■ Text to read
* start *
# Mondio Ring



## Jim Engel (Nov 14, 2007)

A European friend of mine, a KNPV judge, mentioned 
that Mondio Ring is no longer to be recognized as 
International dogsport by the FCI.

Anybody have more informatin ?

I think what this means is that a Mondio Ring title
will no longer allow a dog to enter the working
dog class at an FCI conformation show, but I
am not sure.

I think this happended to French Ring about 10
years ago, and Mondio Ring was supposed to
become the suit style equivalent of IPO.


----------



## Chad Byerly (Jun 24, 2008)

That would be strange, as I understand there is FCI Belgian Ring (seperate from NVBK). 
Hopefully some Mondiofolk will share some knowledge on this subject.


----------



## Thomas Barriano (Mar 27, 2006)

Jim Engel said:


> A European friend of mine, a KNPV judge, mentioned
> that Mondio Ring is no longer to be recognized as
> International dogsport by the FCI.
> 
> ...


Jim 

I think it may be wishful thinking on your friends part


----------



## Jim Engel (Nov 14, 2007)
* end *
■ Tasks to carry out
1. Reproduce the stretch of the Mondio Ring thread from "# Mondio Ring" through "more informatin ?".
2. In the Mondio Ring thread, what kind of judge is Jim Engel's European friend?

■ Provided data
* start *
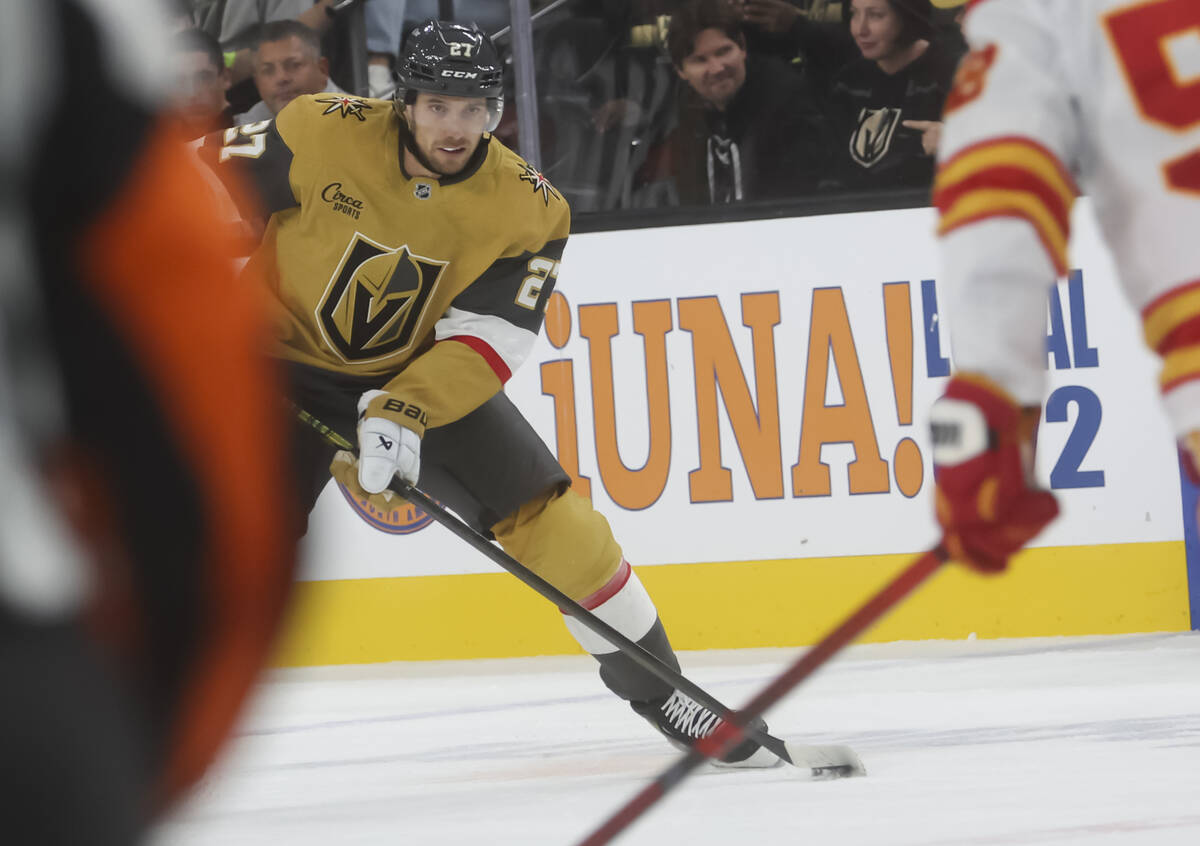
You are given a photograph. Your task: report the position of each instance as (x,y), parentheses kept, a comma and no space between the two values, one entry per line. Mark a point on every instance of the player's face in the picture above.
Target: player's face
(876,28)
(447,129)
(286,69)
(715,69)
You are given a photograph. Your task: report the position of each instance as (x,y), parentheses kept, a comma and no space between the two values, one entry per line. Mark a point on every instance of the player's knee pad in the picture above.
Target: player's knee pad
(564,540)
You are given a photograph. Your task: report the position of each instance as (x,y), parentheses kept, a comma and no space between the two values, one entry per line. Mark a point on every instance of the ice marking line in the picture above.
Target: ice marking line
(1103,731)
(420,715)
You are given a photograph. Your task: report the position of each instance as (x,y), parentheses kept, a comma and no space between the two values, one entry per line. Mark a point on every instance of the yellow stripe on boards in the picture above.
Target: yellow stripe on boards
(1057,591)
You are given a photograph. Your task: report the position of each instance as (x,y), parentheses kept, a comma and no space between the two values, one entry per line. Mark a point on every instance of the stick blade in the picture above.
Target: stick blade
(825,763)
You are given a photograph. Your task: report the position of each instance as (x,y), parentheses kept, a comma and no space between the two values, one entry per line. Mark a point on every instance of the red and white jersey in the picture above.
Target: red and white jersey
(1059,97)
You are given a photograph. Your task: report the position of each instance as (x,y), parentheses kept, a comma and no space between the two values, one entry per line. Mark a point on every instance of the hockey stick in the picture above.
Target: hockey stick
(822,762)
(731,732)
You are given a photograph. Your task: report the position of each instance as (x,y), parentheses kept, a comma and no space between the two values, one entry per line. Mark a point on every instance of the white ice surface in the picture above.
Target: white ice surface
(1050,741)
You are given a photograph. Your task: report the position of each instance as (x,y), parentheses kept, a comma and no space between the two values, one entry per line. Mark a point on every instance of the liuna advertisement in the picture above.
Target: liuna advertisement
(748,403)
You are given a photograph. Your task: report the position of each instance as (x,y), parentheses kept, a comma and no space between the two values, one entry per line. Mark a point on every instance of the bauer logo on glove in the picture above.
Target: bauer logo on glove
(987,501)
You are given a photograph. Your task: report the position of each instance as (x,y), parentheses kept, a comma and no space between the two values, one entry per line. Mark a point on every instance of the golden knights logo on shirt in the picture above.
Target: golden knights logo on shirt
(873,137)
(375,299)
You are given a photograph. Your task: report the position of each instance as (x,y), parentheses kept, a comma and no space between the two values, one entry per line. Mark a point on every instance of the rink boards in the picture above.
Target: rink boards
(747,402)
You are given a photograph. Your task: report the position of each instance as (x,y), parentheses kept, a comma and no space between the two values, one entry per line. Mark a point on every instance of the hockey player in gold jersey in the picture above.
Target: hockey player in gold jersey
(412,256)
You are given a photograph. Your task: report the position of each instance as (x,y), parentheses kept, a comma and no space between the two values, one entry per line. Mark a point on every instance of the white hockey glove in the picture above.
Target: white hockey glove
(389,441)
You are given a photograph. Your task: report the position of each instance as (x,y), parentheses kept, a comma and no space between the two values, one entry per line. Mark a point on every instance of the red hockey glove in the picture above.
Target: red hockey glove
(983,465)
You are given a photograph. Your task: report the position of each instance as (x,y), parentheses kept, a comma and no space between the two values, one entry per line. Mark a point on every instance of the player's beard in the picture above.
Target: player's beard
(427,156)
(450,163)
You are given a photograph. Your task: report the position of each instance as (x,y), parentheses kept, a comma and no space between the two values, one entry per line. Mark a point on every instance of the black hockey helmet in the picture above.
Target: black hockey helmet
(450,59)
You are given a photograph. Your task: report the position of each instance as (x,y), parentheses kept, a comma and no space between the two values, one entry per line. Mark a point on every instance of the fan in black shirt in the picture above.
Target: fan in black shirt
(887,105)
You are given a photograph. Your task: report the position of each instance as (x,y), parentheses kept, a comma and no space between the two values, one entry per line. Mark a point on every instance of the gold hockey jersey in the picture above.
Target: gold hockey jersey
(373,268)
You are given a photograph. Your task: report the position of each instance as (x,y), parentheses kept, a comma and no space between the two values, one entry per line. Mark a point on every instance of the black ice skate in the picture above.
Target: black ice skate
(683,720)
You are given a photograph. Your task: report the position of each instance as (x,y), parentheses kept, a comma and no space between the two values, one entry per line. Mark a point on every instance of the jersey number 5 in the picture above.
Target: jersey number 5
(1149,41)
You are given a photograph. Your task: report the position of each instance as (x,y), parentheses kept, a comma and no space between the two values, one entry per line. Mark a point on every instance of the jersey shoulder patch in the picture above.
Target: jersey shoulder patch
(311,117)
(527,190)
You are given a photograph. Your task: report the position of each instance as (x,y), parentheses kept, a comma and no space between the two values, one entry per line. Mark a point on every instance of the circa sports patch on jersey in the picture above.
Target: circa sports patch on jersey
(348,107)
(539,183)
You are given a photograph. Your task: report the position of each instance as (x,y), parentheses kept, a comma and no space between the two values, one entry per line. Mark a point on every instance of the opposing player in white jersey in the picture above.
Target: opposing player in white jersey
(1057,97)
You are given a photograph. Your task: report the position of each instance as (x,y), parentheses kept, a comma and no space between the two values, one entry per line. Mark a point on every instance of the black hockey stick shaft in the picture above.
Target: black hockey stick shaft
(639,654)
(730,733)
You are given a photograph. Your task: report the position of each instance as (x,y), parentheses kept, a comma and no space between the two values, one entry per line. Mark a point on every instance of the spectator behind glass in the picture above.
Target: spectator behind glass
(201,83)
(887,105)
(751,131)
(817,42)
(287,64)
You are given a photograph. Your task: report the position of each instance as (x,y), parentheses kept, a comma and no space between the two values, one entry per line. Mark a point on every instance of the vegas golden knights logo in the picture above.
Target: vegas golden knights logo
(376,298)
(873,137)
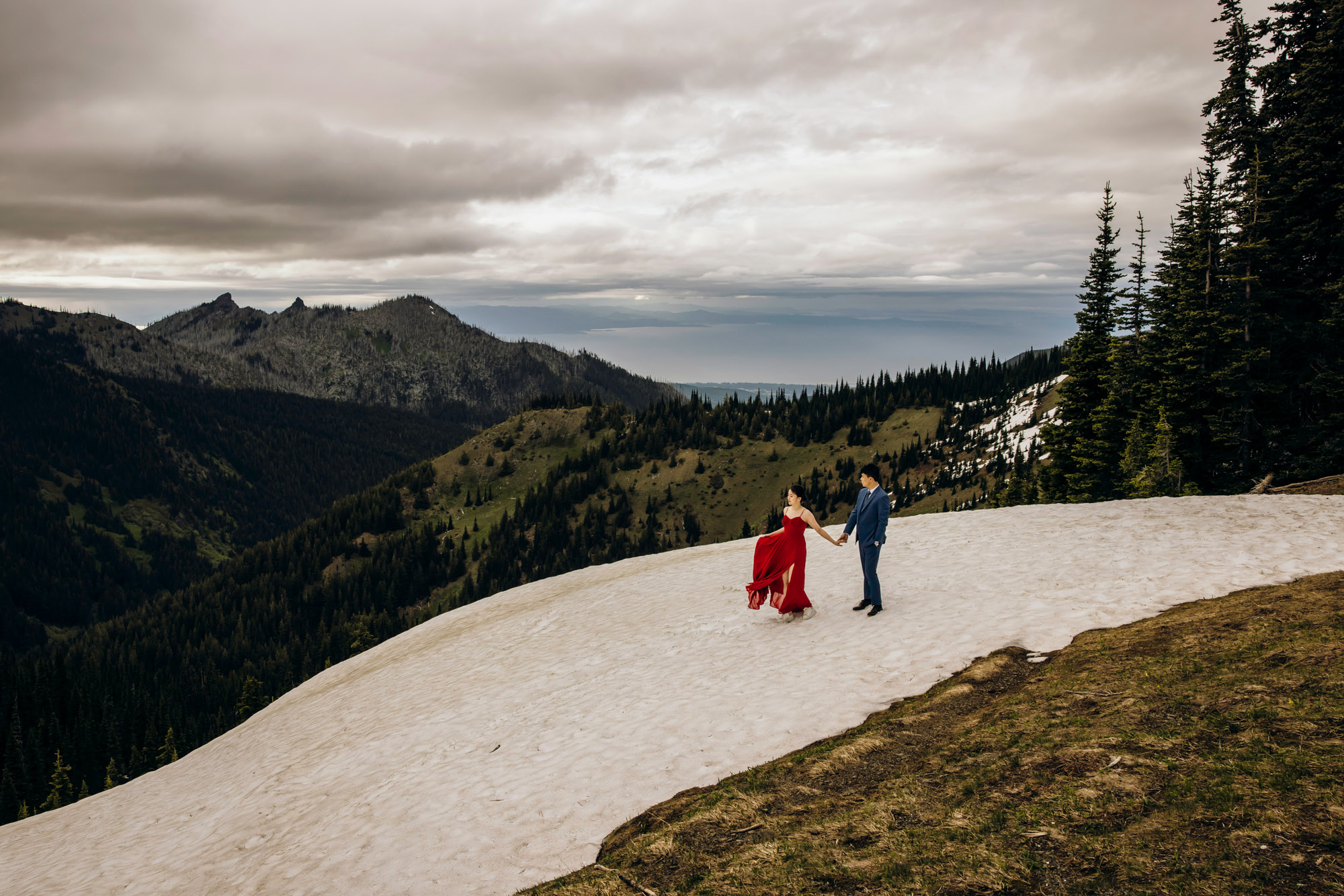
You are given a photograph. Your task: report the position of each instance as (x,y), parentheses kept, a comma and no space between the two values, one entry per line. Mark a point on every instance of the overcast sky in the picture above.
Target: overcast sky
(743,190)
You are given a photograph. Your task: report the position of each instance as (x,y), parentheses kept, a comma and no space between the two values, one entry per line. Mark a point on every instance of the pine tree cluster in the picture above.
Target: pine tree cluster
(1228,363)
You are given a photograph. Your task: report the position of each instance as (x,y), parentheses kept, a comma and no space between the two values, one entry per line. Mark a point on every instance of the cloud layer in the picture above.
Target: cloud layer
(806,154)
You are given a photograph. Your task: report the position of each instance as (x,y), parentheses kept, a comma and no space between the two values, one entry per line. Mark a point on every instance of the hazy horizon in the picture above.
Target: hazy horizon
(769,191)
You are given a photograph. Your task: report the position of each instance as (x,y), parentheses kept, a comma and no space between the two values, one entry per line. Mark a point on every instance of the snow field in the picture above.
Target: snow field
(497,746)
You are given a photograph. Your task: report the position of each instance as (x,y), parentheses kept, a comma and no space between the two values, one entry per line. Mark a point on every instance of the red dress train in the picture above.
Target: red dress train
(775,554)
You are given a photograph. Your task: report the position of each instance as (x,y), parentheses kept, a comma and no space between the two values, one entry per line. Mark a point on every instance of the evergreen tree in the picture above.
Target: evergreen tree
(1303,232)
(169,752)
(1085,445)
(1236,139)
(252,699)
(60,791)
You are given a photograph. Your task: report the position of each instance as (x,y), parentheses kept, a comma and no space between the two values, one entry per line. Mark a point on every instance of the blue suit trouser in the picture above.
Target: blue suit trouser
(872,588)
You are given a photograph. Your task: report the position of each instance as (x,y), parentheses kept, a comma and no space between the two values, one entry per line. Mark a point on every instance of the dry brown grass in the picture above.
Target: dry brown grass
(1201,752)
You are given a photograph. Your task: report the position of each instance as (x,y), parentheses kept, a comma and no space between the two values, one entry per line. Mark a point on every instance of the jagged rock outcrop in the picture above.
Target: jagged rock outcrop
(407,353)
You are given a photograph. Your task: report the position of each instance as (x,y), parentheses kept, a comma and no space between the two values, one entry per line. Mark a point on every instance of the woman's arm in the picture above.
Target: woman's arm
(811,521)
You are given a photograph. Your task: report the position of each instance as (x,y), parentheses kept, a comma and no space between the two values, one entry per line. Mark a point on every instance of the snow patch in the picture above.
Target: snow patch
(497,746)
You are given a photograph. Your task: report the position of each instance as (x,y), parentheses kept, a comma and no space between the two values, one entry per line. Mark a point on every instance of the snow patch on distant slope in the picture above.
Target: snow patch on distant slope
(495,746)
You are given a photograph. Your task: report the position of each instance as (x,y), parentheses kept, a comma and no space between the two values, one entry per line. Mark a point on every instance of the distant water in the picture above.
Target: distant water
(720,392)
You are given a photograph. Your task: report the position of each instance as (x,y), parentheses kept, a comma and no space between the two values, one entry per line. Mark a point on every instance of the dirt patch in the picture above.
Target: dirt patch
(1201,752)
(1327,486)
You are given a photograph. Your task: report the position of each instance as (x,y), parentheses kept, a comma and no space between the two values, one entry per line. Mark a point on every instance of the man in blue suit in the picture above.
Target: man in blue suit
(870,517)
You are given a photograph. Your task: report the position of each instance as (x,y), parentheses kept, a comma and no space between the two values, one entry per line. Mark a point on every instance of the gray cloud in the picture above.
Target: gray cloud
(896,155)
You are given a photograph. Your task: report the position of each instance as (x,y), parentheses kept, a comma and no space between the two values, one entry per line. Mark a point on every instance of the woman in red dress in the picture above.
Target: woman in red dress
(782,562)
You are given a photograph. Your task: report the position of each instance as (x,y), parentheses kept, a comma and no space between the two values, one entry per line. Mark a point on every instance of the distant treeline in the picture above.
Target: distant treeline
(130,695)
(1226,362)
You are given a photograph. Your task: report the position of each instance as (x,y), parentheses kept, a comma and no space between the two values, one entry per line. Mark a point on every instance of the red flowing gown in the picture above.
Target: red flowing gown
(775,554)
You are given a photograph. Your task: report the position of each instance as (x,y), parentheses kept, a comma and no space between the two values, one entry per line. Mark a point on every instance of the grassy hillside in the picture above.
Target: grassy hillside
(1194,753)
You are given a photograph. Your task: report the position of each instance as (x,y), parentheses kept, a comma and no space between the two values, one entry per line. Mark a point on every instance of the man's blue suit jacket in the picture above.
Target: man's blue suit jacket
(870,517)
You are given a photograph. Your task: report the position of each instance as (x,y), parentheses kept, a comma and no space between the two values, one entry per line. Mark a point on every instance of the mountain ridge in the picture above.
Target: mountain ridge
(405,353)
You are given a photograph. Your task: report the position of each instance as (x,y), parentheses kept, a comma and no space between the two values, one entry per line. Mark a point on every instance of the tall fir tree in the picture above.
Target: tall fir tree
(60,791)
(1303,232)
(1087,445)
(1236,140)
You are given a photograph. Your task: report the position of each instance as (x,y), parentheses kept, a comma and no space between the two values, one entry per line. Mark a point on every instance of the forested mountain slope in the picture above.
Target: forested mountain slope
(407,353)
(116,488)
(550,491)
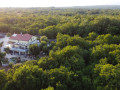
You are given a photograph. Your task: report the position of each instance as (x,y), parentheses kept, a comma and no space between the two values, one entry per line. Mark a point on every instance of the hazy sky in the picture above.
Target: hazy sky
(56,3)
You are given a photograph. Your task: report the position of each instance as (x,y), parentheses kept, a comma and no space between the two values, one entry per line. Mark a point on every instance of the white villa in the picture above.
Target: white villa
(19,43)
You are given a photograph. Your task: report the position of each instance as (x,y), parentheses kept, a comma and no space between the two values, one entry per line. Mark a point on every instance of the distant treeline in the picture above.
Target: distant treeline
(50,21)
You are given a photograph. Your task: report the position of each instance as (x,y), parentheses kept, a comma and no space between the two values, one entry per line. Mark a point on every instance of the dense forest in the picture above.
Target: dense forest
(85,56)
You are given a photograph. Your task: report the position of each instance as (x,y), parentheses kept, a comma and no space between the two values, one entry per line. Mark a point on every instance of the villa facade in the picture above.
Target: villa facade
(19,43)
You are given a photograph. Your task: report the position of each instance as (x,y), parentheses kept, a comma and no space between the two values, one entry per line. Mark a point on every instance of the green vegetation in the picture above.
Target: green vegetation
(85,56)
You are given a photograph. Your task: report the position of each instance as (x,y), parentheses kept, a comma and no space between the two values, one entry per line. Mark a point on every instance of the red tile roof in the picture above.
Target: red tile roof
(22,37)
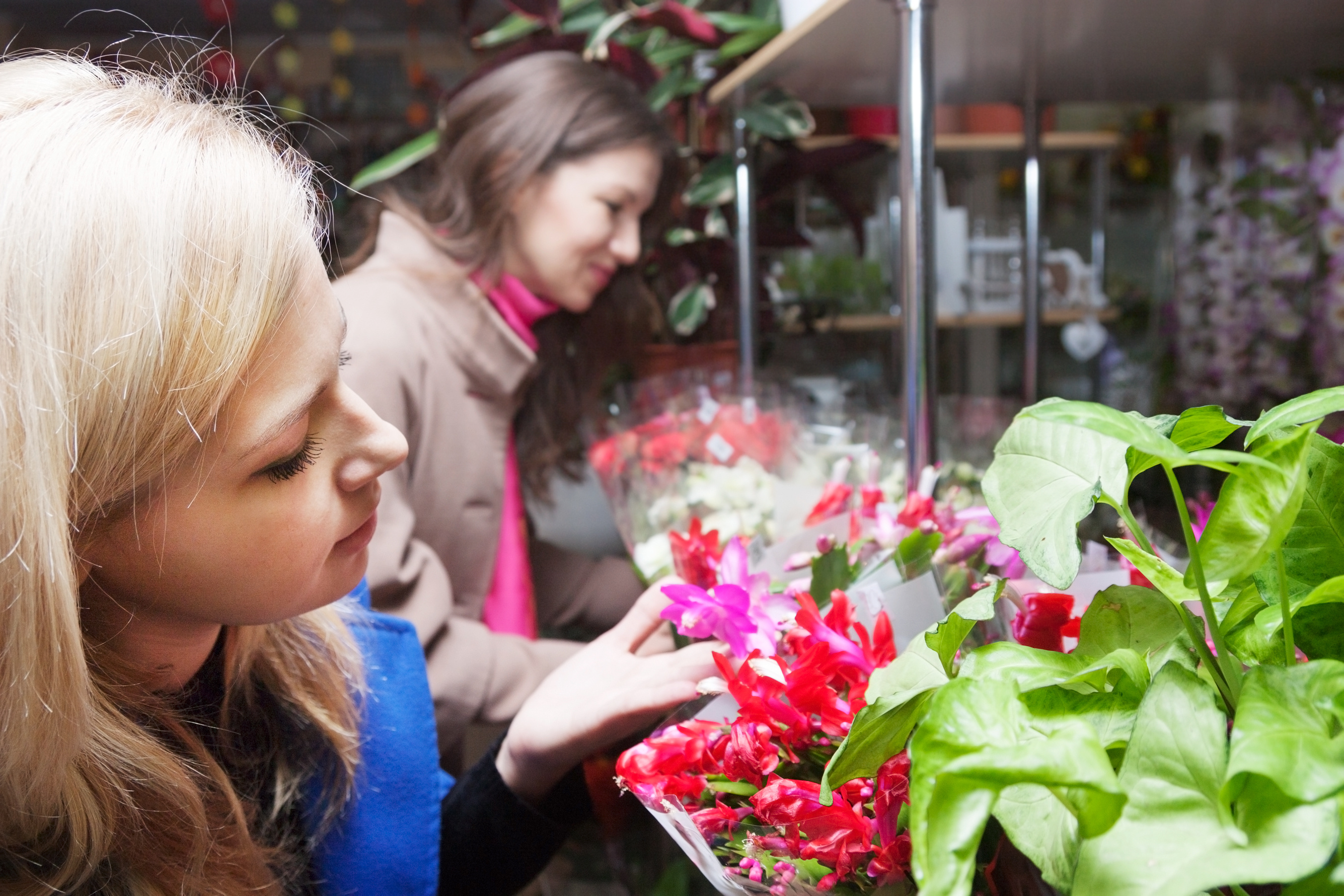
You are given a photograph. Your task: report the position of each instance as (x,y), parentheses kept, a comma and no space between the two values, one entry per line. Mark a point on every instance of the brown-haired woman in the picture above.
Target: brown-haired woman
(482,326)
* end *
■ Solution set
1.
# Mondio Ring



## Jim Engel (Nov 14, 2007)

A European friend of mine, a KNPV judge, mentioned 
that Mondio Ring is no longer to be recognized as 
International dogsport by the FCI.

Anybody have more informatin ?

2. A KNPV judge.